[Data items]

_ _ _

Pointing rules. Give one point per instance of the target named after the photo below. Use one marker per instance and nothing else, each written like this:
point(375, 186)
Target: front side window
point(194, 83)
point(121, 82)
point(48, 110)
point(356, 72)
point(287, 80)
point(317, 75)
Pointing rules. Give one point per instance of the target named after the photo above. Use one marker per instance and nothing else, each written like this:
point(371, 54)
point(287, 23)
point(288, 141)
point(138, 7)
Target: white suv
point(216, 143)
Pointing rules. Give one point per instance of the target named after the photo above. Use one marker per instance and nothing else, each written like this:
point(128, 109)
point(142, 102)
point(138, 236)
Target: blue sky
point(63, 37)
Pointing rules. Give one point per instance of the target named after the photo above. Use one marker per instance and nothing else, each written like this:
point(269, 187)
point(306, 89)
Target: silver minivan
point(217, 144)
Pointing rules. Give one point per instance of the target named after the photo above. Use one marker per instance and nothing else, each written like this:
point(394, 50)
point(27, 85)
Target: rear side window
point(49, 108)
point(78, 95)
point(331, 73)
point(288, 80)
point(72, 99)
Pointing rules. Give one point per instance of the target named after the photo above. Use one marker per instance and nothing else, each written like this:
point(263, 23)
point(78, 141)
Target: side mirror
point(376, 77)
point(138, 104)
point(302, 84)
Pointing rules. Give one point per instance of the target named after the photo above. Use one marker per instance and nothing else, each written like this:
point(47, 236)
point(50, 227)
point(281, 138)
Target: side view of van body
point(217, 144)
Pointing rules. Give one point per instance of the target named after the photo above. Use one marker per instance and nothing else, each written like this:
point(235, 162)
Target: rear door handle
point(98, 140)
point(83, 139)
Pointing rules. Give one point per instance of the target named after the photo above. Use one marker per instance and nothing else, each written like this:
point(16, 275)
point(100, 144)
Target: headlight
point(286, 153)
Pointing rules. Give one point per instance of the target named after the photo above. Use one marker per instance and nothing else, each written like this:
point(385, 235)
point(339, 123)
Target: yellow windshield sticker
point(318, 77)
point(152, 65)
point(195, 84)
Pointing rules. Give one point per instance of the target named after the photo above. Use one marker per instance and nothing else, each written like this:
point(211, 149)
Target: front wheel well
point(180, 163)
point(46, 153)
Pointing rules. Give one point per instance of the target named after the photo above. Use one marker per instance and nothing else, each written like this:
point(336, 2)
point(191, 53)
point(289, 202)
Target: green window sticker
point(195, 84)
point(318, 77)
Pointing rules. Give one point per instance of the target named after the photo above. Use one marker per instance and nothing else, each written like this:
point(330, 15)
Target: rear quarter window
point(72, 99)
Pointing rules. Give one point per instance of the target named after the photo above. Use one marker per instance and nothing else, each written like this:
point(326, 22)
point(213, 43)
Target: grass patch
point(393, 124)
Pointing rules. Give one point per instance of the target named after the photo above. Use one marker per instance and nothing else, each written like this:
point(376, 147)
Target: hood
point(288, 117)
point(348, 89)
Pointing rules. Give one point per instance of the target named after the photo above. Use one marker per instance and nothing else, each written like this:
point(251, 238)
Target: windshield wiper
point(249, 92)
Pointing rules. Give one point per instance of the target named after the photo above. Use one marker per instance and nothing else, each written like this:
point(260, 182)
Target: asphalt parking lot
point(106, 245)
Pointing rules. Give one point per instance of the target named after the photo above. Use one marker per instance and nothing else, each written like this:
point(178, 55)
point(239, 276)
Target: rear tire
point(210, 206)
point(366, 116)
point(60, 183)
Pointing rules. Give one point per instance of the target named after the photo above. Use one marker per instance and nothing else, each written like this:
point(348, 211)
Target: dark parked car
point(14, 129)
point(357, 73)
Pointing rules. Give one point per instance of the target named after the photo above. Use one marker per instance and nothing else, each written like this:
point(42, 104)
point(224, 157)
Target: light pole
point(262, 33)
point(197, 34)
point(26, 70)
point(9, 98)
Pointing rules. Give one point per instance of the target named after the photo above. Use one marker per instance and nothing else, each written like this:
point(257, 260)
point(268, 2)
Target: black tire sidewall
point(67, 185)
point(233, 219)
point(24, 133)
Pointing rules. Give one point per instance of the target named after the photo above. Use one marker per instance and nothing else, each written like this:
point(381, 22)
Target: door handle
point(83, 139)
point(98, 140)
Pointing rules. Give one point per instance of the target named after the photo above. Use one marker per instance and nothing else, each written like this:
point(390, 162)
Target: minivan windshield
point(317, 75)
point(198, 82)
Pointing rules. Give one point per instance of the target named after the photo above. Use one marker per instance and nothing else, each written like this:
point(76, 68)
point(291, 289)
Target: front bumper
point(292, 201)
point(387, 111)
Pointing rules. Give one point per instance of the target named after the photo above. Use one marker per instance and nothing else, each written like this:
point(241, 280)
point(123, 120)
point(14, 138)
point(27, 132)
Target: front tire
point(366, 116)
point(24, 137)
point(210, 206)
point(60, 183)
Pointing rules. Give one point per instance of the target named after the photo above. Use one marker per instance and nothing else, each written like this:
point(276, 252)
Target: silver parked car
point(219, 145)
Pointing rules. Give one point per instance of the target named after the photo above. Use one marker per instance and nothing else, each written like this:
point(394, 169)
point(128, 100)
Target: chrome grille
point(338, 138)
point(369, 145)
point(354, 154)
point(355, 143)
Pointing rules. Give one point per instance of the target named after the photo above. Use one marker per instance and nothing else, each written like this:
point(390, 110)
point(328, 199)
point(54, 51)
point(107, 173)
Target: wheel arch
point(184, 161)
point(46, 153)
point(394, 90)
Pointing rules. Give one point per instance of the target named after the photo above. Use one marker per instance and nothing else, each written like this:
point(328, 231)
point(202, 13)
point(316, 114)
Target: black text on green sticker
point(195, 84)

_ _ _

▶ PROBLEM DESCRIPTION
Copy every line of the data items above, from the start through the line containing "point(302, 84)", inclusive, and leave each line unchanged except the answer points, whose coordinates are each shifted by -39.

▶ FINISHED EXERCISE
Pointing rules. Give one point per instance of the target named after the photo below. Use one marker per instance and nothing else, each written like this:
point(375, 186)
Target: front side window
point(155, 44)
point(82, 43)
point(9, 71)
point(317, 33)
point(248, 41)
point(278, 36)
Pointing rules. Give one point per instance of the target named after the photo above. Use one marker per instance and nothing else, each written like this:
point(371, 54)
point(287, 23)
point(288, 141)
point(138, 7)
Target: white suv
point(177, 104)
Pointing rules. Give one point per instance of the target named after the photo above. Use one marker per instance and nothing else, each written like this:
point(128, 109)
point(142, 102)
point(138, 236)
Target: blue sky
point(24, -2)
Pointing rules. Give one point per instance of the target named after the photo above. Use one marker per instance and nothing else, each written like this:
point(269, 187)
point(306, 89)
Target: silver minivan
point(178, 105)
Pointing rules. Give one point per instance of the target named after the photo above. Use one marker per instance and nothing else, each written like this:
point(394, 50)
point(27, 85)
Target: rear side window
point(10, 69)
point(39, 56)
point(292, 34)
point(249, 41)
point(33, 60)
Pointing rules. Give one point per instance of the target named after the photo above. Use one marker per instance and nothing else, each written like this:
point(263, 23)
point(78, 141)
Target: side mirror
point(337, 38)
point(99, 65)
point(263, 45)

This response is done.